Checking whether the application is running as nobody or not?

Since, our application is not running as root, even if the application is vulnerable to command injection, they will not be able to delete all the content of the / filesystem as USER nobody do not have that privilege.

Note: There are other ways that command injection can be used to exploit the system even if the container is running as low privileged user.

Let us validate if the container is running as USER nobody or not.

╭─ubuntu@shishir ~/
╰─$ kubectl exec test-d6dbc55cf-2stdb -- id
uid=65534(nobody) gid=65534(nobody)

And indeed the container is running as nobody. Since this is an alpine image, we are running as user nobody. You might not find this user if you are using image created from other distro. For eg. If the base image is debain based, you might find www-data user which is usually used to run the web servers. If you are confused on which user to use, you can always create a new user which you are building the image using Dockerfile. But make sure you do not provide an extra privilege to the newly created user.

To demonstrate the difference, I have removed the following 3 lines from our Dockerfile.

RUN chown -R nobody:nobody /app
RUN chmod 700 -R /app
USER nobody

Now the updated Dockerfile will be:

FROM python:3.7-alpine

RUN apk update && apk upgrade

COPY . /app
WORKDIR /app

ENV FLASK_DEBUG=1
ENV FLASK_APP=main.py

RUN pip3 install -r requirements.txt

CMD ["flask","run", "--host=0.0.0.0","--port=8000"]

I have built the image and pushed it to dockerhub. Please reference the image on your deployment using shishirsub10/k8s-security-demo:root tag.

### DATA SHOWN
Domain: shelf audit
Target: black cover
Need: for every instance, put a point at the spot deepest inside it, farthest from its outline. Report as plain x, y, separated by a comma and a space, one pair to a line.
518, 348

### SET PROBLEM
Repeat the passage of the container-user text between "Since, our application" and "nobody or not.", inclusive, without changing a word.

### FINAL RESULT
Since, our application is not running as root, even if the application is vulnerable to command injection, they will not be able to delete all the content of the / filesystem as USER nobody do not have that privilege.

Note: There are other ways that command injection can be used to exploit the system even if the container is running as low privileged user.

Let us validate if the container is running as USER nobody or not.